── Records

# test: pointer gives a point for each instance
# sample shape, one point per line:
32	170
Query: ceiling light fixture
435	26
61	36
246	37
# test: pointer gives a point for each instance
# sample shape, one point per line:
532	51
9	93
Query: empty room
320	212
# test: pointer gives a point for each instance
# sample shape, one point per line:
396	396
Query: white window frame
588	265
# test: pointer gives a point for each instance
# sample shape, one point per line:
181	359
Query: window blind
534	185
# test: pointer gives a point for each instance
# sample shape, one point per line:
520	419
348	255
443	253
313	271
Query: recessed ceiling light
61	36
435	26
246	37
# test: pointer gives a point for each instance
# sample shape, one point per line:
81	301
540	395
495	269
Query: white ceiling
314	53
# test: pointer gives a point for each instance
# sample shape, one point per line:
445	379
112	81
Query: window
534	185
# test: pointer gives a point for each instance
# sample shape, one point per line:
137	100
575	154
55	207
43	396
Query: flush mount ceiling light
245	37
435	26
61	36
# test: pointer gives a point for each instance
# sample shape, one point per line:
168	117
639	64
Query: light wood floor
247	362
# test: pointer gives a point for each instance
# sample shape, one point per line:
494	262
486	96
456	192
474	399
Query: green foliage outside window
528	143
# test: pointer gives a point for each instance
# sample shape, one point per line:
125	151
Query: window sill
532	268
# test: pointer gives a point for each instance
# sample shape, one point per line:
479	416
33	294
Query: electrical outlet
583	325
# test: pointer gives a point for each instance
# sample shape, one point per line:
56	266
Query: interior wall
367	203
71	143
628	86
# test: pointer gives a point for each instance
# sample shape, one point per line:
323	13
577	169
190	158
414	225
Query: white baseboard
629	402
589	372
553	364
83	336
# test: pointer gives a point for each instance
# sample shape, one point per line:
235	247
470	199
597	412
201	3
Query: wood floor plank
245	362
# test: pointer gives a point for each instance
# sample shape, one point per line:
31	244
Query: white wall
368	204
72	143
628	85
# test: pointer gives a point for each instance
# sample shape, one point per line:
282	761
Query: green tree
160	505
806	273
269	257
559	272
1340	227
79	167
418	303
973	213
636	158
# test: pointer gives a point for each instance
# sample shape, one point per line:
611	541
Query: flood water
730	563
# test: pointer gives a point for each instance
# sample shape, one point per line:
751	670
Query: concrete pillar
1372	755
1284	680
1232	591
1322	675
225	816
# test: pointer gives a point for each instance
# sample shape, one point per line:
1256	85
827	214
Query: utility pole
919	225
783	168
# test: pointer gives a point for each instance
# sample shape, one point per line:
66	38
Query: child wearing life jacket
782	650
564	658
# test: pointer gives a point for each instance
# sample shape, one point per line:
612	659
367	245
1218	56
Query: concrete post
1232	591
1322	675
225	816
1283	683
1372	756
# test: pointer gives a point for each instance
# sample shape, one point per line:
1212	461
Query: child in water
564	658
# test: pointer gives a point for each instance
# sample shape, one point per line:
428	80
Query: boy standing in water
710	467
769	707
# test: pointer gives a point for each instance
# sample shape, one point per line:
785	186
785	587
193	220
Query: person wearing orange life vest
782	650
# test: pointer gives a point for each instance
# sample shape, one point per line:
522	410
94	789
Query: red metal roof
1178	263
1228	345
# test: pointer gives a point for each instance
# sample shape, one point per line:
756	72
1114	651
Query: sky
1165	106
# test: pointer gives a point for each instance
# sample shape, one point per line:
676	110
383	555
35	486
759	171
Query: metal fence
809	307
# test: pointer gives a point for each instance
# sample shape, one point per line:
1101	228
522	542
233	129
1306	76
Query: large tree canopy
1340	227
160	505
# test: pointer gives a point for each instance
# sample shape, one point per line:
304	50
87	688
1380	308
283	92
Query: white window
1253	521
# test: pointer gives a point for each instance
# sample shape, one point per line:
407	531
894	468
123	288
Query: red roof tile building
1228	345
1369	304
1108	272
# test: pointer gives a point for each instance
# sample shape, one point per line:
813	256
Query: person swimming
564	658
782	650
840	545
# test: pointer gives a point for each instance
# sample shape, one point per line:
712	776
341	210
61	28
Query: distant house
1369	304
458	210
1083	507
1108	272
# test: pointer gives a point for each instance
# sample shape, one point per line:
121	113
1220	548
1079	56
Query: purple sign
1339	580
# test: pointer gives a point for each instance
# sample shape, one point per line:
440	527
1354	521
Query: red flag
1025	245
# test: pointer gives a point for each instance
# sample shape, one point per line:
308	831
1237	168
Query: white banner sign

────

### What the task requires
Above are some records; extract every one of them exactly.

### Finished task
# test: pointer gives a point for each instance
# sample shape, one point per line:
32	170
Query: ceiling light fixture
435	26
61	36
246	37
# test: pointer gives a point for each instance
# sample shape, one point per line:
532	51
9	93
Query: empty room
320	212
# test: pointer gives a point for each instance
# sample shape, one point per line:
396	396
Query: white window frame
588	265
# test: pointer gives a point for each instance
# sample shape, one point per line:
181	359
Query: window blind
534	185
# test: pointer gives a point for each instance
# sample shape, one point per line:
520	419
348	255
443	253
313	271
Query: recessed ceiling light
61	36
435	26
246	37
# test: pointer gives a point for each instance
# sample shape, one point per line:
81	301
540	395
495	269
Query: white ceiling
314	53
# test: pointer gives a point for each instance
# sample shape, one point per line:
445	379
112	81
Query: window
534	185
# test: pointer gives a point for each instance
# sample shape, one point per line:
137	100
575	154
55	207
43	396
Query: flush mount ceiling light
245	37
435	26
61	36
# test: pointer gives a point for each instance
# sample shape, one point per line:
168	117
639	64
Query: light wood floor
247	362
# test: pointer gives a point for each instance
# sample shape, one point per line:
494	262
486	96
456	192
474	399
Query: green foliage outside window
528	143
# test: pointer gives a point for each instance
# sample shape, one point per line:
125	151
Query: window sill
532	268
# test: pointer gives a point for each instance
# sample shape, one point per line:
479	416
33	294
Query: electrical outlet
583	325
# test: pointer gives a point for each instance
# sample shape, one point per line:
56	266
Query: interior wall
367	203
71	143
628	86
# test: pointer gives a point for each instance
# sample shape, one point per line:
323	13
577	169
190	158
414	225
Query: white baseboard
629	402
589	372
553	364
83	336
# test: pointer gives a point for each instance
# sample shape, one point per line:
235	247
470	199
597	412
201	3
Query: wood floor plank
245	362
# test: pointer gives a point for each instance
# sample shape, one point per line:
31	244
Query: white wall
368	204
72	143
628	85
# test: pointer gives a point for each instance
# sample shape, one point per line:
282	761
Query: green tree
160	505
806	273
269	257
559	272
1340	227
79	167
418	303
973	213
636	158
# test: pointer gives a point for each instance
# sample shape, one point per line:
611	541
Query: flood water
730	563
# test: pointer gives a point for each instance
# sample shape, one point per line:
751	670
Query: concrete pillar
1372	755
1284	680
1232	591
1322	675
225	816
# test: pointer gives a point for each instance
# sample shape, one point per line:
1256	85
827	214
Query: utility pole
919	225
783	168
# test: pointer gives a point for each instance
# sample shape, one point per line:
66	38
Query: child wearing life jacket
782	650
564	658
# test: pointer gives a point for each instance
# sample shape, one point per line:
612	659
367	245
1218	56
Query: concrete post
1232	591
1322	675
225	816
1283	683
1372	756
# test: pointer gives a point for each instance
# sample shape, one point per line:
1212	461
Query: child in water
564	658
# test: pointer gives a point for each instance
# sample shape, one point per line:
428	80
Query: boy standing in water
710	467
769	707
# test: pointer gives a point for each instance
# sample shape, one point per line:
785	186
785	587
193	220
Query: person wearing orange life vest
782	650
# test: pointer gives a point for each instance
# sample shape, one point per line:
522	410
94	789
Query: red metal roof
1178	263
1228	345
# test: pointer gives a point for each instance
# sample shape, one point per line:
756	72
1114	651
Query: sky
1165	106
# test: pointer gives a point for each instance
# sample shape, one point per line:
676	110
383	555
35	486
759	171
Query: metal fence
809	307
# test: pointer gives a point for each instance
# sample shape, one point per line:
1101	228
522	542
233	129
1306	76
Query: large tree canopy
1340	227
160	505
# test: pointer gives a point for each instance
# sample shape, one point per line:
304	50
87	688
1380	308
283	92
Query: white window
1253	521
# test: pointer gives a point for each instance
# sample shape, one point per line:
407	531
894	468
123	288
Query: red roof tile building
1228	345
1369	304
1108	272
# test: pointer gives a point for each instance
# sample shape, one point per line:
813	256
Query: person swimming
564	658
782	650
840	545
# test: pointer gives a point for each instance
# sample shape, one point per line:
712	776
341	210
61	28
Query: distant house
1369	304
458	210
1083	507
1108	272
# test: pointer gives a point for each instance
# sample shape, one point per line:
121	113
1220	548
1079	56
Query: purple sign
1339	580
# test: pointer gives a point for each instance
# sample shape, one point per line:
440	527
1354	521
Query: red flag
1025	245
# test: pointer gives a point for each instance
# sample shape, one point per line:
308	831
1237	168
Query: white banner sign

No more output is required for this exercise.